Exercise inputs:
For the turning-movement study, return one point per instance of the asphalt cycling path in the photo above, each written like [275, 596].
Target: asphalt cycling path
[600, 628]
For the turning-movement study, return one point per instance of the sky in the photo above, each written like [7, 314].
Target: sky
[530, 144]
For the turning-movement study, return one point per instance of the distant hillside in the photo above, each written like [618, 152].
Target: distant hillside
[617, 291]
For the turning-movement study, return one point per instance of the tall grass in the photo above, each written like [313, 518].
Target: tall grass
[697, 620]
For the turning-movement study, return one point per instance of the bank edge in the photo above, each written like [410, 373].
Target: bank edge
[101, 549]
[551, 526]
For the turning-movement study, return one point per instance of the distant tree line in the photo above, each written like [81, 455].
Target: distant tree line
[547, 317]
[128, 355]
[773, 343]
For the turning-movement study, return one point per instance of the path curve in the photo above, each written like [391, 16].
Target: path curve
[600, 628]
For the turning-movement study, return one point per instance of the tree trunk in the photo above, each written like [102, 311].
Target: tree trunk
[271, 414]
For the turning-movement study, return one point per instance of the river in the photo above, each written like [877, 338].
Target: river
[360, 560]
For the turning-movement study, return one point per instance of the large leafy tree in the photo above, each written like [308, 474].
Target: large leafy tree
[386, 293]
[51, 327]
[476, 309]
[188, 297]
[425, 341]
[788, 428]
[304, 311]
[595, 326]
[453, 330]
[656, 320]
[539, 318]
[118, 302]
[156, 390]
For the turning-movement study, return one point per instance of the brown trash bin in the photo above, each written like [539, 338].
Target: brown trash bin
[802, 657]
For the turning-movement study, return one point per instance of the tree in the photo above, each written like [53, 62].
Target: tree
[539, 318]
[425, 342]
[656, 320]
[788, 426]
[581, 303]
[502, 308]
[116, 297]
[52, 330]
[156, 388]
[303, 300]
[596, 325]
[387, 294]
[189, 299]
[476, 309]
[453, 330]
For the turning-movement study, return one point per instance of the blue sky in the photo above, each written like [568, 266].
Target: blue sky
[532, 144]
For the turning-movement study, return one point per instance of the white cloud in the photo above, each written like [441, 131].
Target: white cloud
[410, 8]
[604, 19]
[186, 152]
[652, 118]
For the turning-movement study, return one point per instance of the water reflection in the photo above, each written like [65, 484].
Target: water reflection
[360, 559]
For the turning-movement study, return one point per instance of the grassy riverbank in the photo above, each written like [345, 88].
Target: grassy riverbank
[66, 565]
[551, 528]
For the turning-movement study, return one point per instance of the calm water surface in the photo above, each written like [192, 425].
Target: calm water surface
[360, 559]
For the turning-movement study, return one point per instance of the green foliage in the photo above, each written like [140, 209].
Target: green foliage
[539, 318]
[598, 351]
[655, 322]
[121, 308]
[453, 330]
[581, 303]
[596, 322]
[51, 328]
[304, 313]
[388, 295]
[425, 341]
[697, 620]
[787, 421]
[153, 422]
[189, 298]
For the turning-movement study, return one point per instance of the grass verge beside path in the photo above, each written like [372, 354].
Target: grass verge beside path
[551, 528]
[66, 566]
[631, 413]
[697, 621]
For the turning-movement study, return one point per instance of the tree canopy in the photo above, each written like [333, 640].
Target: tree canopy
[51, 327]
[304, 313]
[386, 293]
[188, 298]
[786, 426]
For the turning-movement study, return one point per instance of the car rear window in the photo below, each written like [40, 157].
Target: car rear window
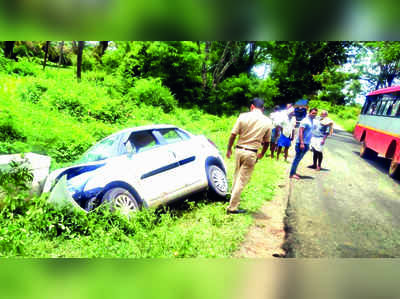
[171, 135]
[141, 141]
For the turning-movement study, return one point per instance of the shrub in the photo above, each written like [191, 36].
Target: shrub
[32, 91]
[150, 91]
[23, 68]
[17, 177]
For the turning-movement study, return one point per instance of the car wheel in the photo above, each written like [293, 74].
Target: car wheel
[121, 200]
[394, 170]
[91, 204]
[217, 182]
[366, 152]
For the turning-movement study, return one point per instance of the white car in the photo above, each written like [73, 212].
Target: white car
[141, 167]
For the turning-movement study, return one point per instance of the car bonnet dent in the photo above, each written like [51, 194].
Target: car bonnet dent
[70, 183]
[60, 197]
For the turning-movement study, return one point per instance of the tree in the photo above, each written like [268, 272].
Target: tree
[8, 50]
[61, 53]
[385, 66]
[295, 63]
[81, 45]
[46, 53]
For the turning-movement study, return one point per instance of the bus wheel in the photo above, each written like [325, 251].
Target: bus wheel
[366, 152]
[394, 170]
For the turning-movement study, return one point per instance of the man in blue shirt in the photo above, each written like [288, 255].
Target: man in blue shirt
[303, 140]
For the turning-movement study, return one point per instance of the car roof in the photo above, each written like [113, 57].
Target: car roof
[384, 90]
[143, 128]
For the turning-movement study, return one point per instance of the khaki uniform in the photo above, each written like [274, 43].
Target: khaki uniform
[252, 127]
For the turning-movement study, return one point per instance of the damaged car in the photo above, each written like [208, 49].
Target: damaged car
[141, 167]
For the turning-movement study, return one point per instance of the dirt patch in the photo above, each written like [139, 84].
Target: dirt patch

Aim of the exercise:
Write out every entry above exactly, minus the pictures.

Finished exercise:
For the turning-movement study, return one point per instance of the asphalt cycling path in the photo above, each written like [275, 596].
Target: asphalt cycling path
[600, 628]
For the turning-movement study, return one point per instance of the sky in the photo above, each written like [7, 314].
Target: sky
[530, 144]
For the turning-movement study, return one point per instance of the distant hillside in the photo above, each written like [618, 152].
Target: distant hillside
[617, 291]
For the turning-movement study, return one point per instance of the tall grass in the photo above, each written like [313, 518].
Target: tall grass
[697, 620]
For the turning-movement study, return one point per instance of the bank edge in the photo above, each written like [410, 373].
Target: bank edge
[101, 549]
[551, 526]
For the turning-movement study, return one point per instance of the distant tree line in the photo above, each written like [81, 455].
Target: distant tree line
[547, 317]
[128, 355]
[773, 343]
For the turning-movement study, return one point per instance of the path curve in the photo above, each written like [391, 16].
Target: path curve
[600, 628]
For the turning-movement study, return one point per instance of the tree trunk in the photo above, each written like [102, 311].
Target: tree trunk
[271, 414]
For the turning-movement study, return one point per instance of the river in the photo above, each written like [877, 338].
Target: river
[360, 560]
For the turning-movement study, return one point per instance of the large leafy tree in the photo above, each written like [308, 474].
Target: large leafy tree
[386, 293]
[51, 327]
[476, 309]
[188, 297]
[425, 341]
[788, 428]
[304, 311]
[595, 326]
[453, 330]
[656, 320]
[539, 318]
[118, 302]
[156, 390]
For the turning-movement study, return one point per instance of the brown trash bin in the photo above, each written like [539, 338].
Target: brown trash bin
[802, 657]
For the turning-movement study, return one point per instance of the tree in the photo above, each written like [53, 62].
Target: tree
[539, 318]
[425, 342]
[656, 320]
[788, 426]
[581, 303]
[502, 308]
[116, 297]
[52, 330]
[156, 388]
[303, 300]
[596, 325]
[387, 294]
[189, 299]
[476, 309]
[453, 330]
For the turning-movement study, return one point per instance of the blue sky in the photo above, each written like [568, 266].
Target: blue sky
[532, 144]
For the turning-movement study, return one point per instance of the white cloud in the photo above, each written like [441, 131].
Target: white cloud
[410, 8]
[604, 19]
[186, 152]
[652, 118]
For the turning-movement study, return one point per instance of the water reflection in the photo above, each written like [65, 484].
Target: water reflection
[360, 559]
For the turning-movement study, return one point per instance of the grassy riverbank in the photo above, each written like [345, 88].
Target: grassy riverbank
[66, 565]
[551, 528]
For the turning-movement study, return one point per instance of the calm water surface in the photo above, each written like [192, 425].
Target: calm water surface
[360, 559]
For the turning-movement study, return one point per instance of the green foliage in the photo above, each written like [140, 209].
Target: green foliage
[539, 318]
[598, 351]
[655, 322]
[121, 308]
[453, 330]
[581, 303]
[596, 322]
[51, 328]
[304, 313]
[388, 295]
[425, 341]
[697, 620]
[787, 421]
[153, 422]
[189, 298]
For the turning-movement study, return one point per instance of the grass verge beside path in the photo above, each written like [372, 354].
Target: grass verge beside path
[551, 528]
[66, 566]
[631, 413]
[697, 621]
For the turning-movement study, return one point per instance of the tree canopy in the photo above, each written like [333, 640].
Target: tree canopy
[51, 327]
[304, 313]
[386, 293]
[188, 298]
[786, 426]
For the turning-movement study, return one point per instance of the car rear window in the photo below, each written like [40, 157].
Target: car rear window
[171, 135]
[141, 141]
For the turning-movement study, return one point per instance of the shrub in the photo above, each written like [191, 36].
Target: shrub
[32, 91]
[150, 91]
[23, 68]
[17, 177]
For the turning-movement study, return one point per instance of the car wheel in the photo above, each written like [293, 74].
Target: car wheel
[121, 200]
[394, 170]
[91, 204]
[217, 182]
[366, 152]
For the turning-movement study, return one point per instance of the white car in the photo above, each written like [73, 212].
Target: white car
[141, 167]
For the turning-movement study, return one point per instance of the car bonnet dent in the photo above, each written like [51, 194].
Target: car bonnet dent
[70, 183]
[60, 197]
For the turning-movement study, return one point per instance of the tree in the photo above, each written like [268, 272].
Target: tree
[8, 50]
[61, 53]
[385, 66]
[295, 63]
[81, 45]
[46, 53]
For the turning-movement study, return one point per instance of the bus wheel in the photo above, each written like [325, 251].
Target: bus wheel
[366, 152]
[394, 170]
For the turning-movement study, return one point per instance of the man in blue shirt in the photo above, each written like [288, 255].
Target: man in blue shirt
[303, 140]
For the turning-movement study, return one point per instance of the car roof in the photo above, each written like [113, 57].
Target: car roof
[384, 90]
[143, 128]
For the turning-movement study, return one point per instance of the khaki uniform in the photo above, each written like [274, 43].
Target: khaki uniform
[252, 127]
For the turning-movement study, return one point per instance of the damaged car in the photo above, each written like [208, 49].
Target: damaged car
[141, 167]
For the turning-movement study, return one point per instance of the dirt patch in the photo above, each written like [139, 84].
Target: dirt patch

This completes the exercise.